→ **Exercise directions**: Of the lines listed below, return exactly those that run from the line containing "The component shall return one point per instance of the waist" through the line containing "wooden post, each", both included.
START Source material
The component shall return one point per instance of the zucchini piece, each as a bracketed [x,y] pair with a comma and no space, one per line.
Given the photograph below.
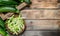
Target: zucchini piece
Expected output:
[8,9]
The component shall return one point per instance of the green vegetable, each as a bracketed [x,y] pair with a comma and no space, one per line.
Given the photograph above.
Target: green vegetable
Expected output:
[2,23]
[8,9]
[2,32]
[27,1]
[15,25]
[8,2]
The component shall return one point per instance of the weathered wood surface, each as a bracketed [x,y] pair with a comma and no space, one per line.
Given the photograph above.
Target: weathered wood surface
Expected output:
[42,24]
[41,14]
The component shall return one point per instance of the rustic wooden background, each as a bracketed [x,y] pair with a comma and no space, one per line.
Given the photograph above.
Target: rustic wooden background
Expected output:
[42,17]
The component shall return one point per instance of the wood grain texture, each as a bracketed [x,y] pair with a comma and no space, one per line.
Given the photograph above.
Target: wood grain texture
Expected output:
[42,24]
[40,14]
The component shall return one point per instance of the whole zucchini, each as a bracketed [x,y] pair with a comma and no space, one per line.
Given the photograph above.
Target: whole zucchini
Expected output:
[8,9]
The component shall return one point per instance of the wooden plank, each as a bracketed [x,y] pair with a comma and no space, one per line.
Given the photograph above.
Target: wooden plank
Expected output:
[44,4]
[42,24]
[40,14]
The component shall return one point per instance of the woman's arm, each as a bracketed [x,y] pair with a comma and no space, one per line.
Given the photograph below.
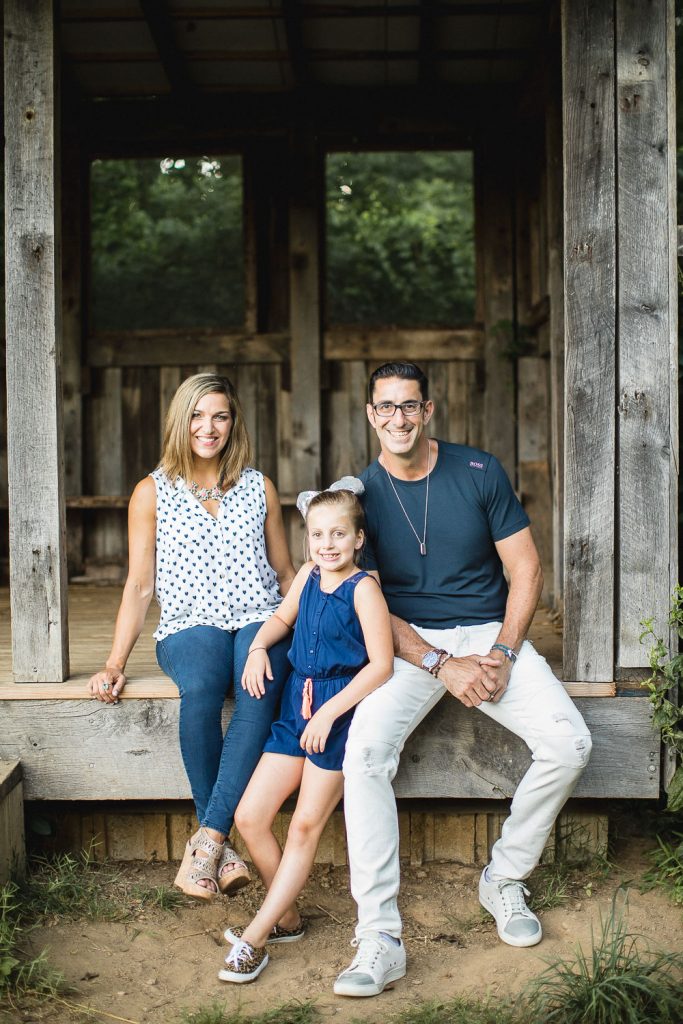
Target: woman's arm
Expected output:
[275,539]
[274,629]
[374,615]
[136,593]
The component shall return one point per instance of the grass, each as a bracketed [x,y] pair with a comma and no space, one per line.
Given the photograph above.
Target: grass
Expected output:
[620,981]
[667,869]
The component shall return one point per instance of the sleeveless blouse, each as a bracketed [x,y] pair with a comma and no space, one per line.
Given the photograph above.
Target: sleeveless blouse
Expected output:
[212,570]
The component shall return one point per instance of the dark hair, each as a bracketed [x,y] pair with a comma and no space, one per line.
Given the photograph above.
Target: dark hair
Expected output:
[347,501]
[406,371]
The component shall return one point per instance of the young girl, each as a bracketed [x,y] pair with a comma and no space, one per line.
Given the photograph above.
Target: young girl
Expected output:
[342,650]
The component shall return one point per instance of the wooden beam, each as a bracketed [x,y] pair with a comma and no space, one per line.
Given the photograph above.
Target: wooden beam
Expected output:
[305,219]
[37,530]
[173,61]
[646,325]
[588,37]
[66,748]
[494,209]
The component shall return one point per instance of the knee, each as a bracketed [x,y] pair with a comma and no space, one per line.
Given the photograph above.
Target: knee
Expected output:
[366,758]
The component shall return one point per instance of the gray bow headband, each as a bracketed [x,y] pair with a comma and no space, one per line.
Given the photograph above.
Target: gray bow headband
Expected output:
[351,483]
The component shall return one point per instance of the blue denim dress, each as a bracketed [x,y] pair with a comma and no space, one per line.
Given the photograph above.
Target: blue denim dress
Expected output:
[327,651]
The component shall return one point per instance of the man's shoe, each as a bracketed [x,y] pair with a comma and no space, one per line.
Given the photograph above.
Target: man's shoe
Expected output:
[376,965]
[505,900]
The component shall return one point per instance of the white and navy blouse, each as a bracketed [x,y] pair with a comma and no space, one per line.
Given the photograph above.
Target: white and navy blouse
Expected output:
[212,570]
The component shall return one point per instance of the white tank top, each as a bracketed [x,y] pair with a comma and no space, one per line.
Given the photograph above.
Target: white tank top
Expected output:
[212,570]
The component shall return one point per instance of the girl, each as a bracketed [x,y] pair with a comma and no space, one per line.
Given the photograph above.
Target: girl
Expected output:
[342,650]
[206,532]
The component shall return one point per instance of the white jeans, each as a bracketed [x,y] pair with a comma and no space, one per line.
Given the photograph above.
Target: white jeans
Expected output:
[535,707]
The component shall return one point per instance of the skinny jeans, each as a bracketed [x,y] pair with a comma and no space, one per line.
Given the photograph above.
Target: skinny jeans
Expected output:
[535,707]
[206,664]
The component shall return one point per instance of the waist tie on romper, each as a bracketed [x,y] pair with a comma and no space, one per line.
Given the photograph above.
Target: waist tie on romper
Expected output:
[307,698]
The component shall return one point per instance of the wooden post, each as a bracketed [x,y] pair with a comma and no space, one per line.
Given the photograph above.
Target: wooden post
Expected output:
[305,181]
[588,66]
[37,534]
[647,337]
[495,242]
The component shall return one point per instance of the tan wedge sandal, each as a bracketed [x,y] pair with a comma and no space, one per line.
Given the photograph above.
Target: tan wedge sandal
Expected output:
[236,879]
[200,863]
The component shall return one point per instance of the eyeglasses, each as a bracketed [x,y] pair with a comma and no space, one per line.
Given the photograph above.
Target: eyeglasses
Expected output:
[387,409]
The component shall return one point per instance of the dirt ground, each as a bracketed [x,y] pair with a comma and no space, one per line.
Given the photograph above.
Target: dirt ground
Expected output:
[152,969]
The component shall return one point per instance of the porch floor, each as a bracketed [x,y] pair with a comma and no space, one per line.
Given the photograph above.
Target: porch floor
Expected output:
[91,614]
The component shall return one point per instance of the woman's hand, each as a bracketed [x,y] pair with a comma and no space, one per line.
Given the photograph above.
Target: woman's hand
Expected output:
[107,685]
[256,669]
[315,734]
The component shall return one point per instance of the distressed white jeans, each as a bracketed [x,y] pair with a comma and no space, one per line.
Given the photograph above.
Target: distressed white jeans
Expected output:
[535,707]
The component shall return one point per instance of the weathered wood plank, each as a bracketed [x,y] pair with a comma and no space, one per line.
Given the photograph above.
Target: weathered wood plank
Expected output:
[68,748]
[645,245]
[305,178]
[37,528]
[161,347]
[418,344]
[588,35]
[494,213]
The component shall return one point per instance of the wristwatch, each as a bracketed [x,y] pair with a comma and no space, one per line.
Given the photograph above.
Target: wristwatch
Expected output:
[508,651]
[434,659]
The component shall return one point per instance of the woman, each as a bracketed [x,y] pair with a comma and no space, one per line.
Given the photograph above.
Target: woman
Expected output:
[206,534]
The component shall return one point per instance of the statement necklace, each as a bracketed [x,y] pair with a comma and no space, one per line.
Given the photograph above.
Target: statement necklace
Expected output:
[423,542]
[205,494]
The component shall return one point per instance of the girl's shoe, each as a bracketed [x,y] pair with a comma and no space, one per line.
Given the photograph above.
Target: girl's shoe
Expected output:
[237,878]
[200,863]
[244,963]
[279,934]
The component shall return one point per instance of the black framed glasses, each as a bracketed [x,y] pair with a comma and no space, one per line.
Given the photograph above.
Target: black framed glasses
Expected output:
[387,409]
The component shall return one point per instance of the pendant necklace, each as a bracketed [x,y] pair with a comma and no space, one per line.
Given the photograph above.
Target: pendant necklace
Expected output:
[205,494]
[423,542]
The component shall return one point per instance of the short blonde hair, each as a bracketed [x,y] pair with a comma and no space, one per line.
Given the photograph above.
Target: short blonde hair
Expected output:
[176,456]
[348,503]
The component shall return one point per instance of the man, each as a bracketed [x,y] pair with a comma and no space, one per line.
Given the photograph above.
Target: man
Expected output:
[442,525]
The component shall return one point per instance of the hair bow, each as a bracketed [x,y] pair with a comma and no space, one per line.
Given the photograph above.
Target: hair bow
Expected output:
[351,483]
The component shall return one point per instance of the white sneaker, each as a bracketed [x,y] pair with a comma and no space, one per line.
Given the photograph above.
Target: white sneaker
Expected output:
[505,900]
[376,965]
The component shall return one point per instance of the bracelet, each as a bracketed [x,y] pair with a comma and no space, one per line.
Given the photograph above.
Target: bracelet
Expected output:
[508,651]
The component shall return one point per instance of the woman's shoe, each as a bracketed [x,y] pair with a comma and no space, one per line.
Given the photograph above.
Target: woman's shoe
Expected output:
[237,878]
[244,963]
[200,863]
[278,933]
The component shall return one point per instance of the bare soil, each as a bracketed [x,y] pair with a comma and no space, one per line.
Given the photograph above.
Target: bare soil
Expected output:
[150,970]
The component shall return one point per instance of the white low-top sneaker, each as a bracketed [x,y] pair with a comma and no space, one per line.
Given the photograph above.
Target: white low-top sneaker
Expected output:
[376,965]
[505,900]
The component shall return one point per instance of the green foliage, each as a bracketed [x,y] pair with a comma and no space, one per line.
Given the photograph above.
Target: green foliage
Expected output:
[167,245]
[400,239]
[667,869]
[290,1013]
[663,686]
[617,982]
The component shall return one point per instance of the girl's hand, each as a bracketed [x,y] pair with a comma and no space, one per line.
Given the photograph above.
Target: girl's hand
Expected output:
[257,667]
[314,735]
[107,685]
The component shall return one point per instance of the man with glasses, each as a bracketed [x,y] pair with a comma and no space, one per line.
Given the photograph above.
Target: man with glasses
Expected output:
[443,523]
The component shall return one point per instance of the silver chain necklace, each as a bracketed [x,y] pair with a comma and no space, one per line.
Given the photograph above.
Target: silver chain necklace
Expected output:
[423,542]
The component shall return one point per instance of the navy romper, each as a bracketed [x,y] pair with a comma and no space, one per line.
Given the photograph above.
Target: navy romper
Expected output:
[328,648]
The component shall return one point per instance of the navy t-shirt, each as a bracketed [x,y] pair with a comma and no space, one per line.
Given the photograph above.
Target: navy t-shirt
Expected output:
[460,581]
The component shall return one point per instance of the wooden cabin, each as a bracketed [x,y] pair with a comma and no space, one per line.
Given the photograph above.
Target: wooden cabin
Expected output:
[569,113]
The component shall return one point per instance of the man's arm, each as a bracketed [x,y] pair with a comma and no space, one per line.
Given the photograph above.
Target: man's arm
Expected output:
[520,558]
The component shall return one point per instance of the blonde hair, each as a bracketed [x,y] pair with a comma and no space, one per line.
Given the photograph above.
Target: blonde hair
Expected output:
[176,456]
[349,504]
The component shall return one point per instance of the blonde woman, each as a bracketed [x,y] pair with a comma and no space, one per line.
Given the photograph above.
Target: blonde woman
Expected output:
[206,535]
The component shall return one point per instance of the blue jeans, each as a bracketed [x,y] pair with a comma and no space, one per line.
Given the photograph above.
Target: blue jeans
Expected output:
[205,663]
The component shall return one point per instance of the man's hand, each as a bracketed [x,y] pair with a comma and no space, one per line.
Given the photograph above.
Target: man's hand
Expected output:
[472,679]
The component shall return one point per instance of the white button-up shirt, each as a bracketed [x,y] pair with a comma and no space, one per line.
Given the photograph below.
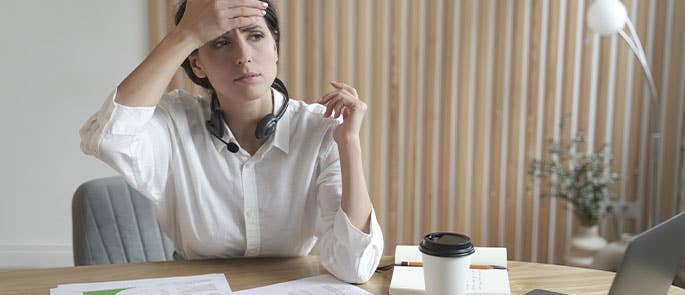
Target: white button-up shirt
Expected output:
[214,203]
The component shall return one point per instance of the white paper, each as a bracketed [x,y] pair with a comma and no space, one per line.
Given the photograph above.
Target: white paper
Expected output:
[318,285]
[210,284]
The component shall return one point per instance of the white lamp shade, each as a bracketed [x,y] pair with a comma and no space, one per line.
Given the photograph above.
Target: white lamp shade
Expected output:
[606,17]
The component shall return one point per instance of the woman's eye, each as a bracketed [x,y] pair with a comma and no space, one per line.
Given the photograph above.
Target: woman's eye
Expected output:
[257,37]
[220,43]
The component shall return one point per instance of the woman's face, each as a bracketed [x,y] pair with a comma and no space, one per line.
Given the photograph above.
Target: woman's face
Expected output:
[241,64]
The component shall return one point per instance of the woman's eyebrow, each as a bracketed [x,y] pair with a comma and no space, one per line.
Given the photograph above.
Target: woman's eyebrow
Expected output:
[250,28]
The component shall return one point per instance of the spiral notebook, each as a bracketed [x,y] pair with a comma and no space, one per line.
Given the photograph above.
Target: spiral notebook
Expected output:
[408,280]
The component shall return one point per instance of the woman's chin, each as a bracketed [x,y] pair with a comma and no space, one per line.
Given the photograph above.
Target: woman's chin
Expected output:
[249,91]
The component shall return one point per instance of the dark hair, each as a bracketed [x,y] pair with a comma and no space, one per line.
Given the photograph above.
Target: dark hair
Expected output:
[271,22]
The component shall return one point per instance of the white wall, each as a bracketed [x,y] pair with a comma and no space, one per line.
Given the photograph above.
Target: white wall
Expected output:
[59,61]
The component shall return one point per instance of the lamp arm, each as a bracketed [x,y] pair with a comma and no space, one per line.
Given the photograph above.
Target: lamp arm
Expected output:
[639,54]
[636,46]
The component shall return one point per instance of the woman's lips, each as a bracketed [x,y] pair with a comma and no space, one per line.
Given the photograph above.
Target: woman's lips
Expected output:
[248,78]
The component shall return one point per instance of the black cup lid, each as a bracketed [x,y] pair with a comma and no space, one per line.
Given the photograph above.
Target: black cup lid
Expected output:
[444,244]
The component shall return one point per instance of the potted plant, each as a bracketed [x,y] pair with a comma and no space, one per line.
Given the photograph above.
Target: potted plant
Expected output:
[583,180]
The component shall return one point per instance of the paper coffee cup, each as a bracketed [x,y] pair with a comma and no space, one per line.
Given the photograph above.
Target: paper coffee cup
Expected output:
[446,260]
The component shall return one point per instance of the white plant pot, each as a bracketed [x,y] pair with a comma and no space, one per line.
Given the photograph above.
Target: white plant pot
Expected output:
[584,245]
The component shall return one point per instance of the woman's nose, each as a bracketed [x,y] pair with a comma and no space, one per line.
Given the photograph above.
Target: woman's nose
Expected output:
[244,54]
[244,59]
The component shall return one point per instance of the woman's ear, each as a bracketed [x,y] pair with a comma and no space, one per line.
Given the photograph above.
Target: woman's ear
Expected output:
[197,67]
[276,49]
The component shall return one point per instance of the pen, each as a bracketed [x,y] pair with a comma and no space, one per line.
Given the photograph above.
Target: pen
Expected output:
[420,264]
[472,266]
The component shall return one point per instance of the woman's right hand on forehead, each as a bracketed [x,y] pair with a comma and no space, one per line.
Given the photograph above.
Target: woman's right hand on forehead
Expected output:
[206,20]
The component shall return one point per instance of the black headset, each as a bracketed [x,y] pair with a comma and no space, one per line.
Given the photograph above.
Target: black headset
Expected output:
[265,127]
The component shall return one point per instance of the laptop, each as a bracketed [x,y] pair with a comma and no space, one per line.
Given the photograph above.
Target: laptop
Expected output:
[651,260]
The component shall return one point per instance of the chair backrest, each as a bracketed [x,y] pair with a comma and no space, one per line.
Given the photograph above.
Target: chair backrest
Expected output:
[113,223]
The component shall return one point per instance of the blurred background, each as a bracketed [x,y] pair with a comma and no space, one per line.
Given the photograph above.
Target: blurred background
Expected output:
[462,96]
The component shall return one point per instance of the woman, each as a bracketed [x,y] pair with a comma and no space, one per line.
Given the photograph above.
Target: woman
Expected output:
[220,183]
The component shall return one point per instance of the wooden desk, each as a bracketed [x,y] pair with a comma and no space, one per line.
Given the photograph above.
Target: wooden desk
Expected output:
[250,273]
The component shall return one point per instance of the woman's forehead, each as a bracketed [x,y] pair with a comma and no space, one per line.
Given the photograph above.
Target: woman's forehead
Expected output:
[260,25]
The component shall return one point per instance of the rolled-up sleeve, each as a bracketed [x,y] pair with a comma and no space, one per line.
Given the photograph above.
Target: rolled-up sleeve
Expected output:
[134,141]
[346,252]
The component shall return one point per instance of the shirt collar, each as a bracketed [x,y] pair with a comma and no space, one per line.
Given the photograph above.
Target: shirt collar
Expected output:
[280,139]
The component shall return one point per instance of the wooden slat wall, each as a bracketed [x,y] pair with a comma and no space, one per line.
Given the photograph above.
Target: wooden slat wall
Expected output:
[463,94]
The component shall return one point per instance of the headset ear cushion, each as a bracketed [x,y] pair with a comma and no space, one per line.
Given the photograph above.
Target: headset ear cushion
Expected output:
[266,126]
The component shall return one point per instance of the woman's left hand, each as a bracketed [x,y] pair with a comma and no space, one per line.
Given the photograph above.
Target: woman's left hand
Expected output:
[344,101]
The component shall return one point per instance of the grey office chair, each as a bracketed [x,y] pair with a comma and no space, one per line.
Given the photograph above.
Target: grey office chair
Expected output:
[113,223]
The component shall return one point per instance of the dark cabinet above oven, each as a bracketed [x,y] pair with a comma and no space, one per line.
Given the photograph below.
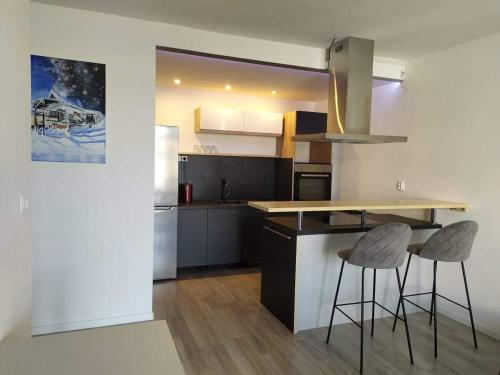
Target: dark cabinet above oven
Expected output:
[310,122]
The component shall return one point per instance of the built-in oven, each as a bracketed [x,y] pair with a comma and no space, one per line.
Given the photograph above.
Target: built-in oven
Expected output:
[312,182]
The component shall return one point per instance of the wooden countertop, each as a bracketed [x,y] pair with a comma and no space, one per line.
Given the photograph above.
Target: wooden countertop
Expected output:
[355,205]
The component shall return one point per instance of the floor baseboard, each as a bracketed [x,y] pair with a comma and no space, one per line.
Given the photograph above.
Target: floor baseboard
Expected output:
[73,326]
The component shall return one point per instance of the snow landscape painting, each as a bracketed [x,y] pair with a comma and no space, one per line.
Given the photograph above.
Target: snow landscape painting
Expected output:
[68,111]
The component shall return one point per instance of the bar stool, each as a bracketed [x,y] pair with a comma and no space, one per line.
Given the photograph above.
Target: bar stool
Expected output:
[452,243]
[381,248]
END Source material
→ **Answer box**:
The component shall return one point per instance of the waist tie on romper, each as a bracketed [x,y] pair with a comma and no space, one per line.
Given the photograph above.
Target: waist tie on romper
Expected output:
[307,698]
The component shall return one point per instance of the wooden post, each as a bracketed [x,y] pair with a comma and no space, one per line.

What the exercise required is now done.